--- START ---
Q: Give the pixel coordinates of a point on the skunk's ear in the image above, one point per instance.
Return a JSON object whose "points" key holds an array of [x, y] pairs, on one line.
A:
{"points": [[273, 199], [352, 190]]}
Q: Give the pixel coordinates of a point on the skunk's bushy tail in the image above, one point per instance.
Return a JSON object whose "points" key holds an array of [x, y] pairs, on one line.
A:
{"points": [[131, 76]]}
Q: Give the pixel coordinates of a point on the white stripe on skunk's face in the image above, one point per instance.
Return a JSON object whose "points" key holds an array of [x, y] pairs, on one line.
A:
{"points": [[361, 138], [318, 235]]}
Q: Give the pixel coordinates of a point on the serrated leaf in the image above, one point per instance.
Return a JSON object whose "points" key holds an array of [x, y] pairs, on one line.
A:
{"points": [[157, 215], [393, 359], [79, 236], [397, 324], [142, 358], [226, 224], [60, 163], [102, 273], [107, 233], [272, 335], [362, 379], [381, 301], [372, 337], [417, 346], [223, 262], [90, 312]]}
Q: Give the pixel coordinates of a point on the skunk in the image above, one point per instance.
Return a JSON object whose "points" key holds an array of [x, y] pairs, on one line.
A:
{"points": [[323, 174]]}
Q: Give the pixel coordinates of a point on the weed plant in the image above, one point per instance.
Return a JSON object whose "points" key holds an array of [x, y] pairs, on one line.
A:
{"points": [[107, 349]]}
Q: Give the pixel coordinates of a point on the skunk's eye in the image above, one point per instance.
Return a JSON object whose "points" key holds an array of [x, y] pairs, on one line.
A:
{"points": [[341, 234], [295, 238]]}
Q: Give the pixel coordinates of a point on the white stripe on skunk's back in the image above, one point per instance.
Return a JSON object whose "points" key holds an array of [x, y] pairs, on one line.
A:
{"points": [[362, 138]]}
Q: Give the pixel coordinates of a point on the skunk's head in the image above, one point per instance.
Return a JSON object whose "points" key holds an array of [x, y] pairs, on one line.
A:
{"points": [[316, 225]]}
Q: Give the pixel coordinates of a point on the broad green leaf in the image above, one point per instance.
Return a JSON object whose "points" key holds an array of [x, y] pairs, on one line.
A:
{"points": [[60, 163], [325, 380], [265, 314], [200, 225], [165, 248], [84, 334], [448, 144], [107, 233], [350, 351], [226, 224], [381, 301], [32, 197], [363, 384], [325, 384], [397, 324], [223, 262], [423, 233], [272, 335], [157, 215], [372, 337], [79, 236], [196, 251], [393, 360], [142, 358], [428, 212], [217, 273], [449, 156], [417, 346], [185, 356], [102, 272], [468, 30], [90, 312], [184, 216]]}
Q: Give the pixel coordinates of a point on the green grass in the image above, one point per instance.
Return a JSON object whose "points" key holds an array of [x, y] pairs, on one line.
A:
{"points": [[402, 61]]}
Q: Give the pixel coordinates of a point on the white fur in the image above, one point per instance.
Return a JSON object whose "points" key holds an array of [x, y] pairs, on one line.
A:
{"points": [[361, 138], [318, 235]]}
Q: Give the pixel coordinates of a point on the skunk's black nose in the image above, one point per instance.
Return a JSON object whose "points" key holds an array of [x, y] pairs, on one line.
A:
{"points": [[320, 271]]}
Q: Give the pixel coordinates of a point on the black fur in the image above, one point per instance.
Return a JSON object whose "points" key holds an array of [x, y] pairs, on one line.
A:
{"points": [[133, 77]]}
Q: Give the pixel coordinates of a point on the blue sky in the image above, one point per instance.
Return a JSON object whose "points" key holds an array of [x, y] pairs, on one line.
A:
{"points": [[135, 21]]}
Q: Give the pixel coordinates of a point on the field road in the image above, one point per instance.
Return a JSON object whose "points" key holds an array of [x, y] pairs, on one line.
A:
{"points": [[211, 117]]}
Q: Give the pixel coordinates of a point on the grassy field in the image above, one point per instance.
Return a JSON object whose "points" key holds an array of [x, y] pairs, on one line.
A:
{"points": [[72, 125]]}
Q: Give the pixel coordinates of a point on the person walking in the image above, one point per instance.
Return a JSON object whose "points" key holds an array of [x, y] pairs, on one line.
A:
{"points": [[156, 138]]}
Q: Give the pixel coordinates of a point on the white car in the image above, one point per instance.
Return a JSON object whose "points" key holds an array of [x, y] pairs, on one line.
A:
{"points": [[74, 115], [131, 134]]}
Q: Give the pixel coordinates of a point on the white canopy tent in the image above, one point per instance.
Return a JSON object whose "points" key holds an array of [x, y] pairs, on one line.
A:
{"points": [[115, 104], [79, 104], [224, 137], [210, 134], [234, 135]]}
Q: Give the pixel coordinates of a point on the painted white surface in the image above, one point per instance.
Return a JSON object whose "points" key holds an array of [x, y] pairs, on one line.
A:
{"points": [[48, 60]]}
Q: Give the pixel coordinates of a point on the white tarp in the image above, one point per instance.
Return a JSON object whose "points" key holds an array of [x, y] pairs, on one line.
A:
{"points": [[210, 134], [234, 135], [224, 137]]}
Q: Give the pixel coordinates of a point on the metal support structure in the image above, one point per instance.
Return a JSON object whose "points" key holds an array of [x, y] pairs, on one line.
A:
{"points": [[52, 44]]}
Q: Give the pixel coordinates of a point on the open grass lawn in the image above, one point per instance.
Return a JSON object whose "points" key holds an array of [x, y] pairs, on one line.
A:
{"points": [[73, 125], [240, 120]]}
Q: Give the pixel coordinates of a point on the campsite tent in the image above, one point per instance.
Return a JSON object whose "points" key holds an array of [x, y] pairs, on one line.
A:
--- END ---
Problem requirements:
Switch "one point per instance" to "one point per object" in the lines from the one holding "the white tarp" through the end of the records, inclusive. Give only those lines, with everything else unchanged.

Result:
Q: Give the pixel coordinates of a point on the white tarp in the image above, one point per object.
Return a JSON object whose "points" key holds an array of [x, y] pairs, on one line.
A:
{"points": [[210, 134], [234, 135], [224, 137]]}
Q: Give the pixel coordinates of a point on the metal support structure in the image above, one point per object.
Return a JSON object whose "points" key holds an array of [x, y] pairs, on one line.
A:
{"points": [[52, 44]]}
Q: Give the pixel coordinates of a point on the open grass lawn in the image above, one point per object.
Return a JSON object whose "points" key holds an array of [x, y] pairs, on one line.
A:
{"points": [[73, 125], [240, 120]]}
Q: Give the pixel coordinates of a point on the campsite tent in the image above, one point per object.
Return a JSON object whose "points" key holds an array of [x, y] pairs, on one line.
A:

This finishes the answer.